**Exercise objective**
Identify every line in the entries below that contains the word "tail", matching case exactly, and copy each of those lines.

** BEGIN Data **

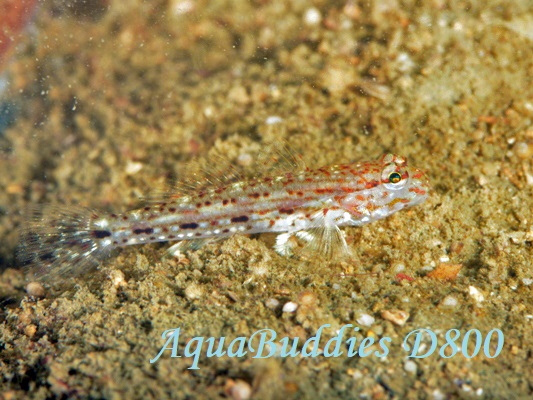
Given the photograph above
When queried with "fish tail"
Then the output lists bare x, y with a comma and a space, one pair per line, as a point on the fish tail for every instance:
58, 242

** END Data **
** BEGIN Data **

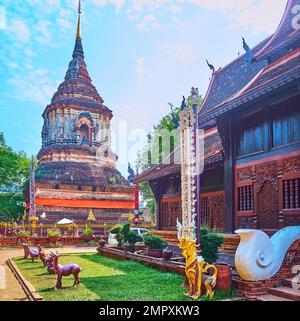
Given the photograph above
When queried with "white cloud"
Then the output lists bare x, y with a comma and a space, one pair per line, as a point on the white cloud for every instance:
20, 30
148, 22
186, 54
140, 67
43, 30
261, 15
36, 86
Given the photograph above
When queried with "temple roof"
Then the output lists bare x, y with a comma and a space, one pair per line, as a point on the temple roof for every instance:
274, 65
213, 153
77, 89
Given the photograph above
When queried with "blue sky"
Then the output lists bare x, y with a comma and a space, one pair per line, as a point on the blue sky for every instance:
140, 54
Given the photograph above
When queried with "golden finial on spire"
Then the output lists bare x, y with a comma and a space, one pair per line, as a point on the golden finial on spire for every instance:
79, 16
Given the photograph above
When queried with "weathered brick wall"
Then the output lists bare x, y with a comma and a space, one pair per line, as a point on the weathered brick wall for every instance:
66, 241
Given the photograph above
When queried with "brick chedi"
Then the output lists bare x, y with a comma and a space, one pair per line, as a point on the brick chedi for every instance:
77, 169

** END Data **

**Complete answer**
When queried with "fish tail"
Then the output lists bare x, y with a comma and a space, one pair per line, as a point on the fish tail for every instance:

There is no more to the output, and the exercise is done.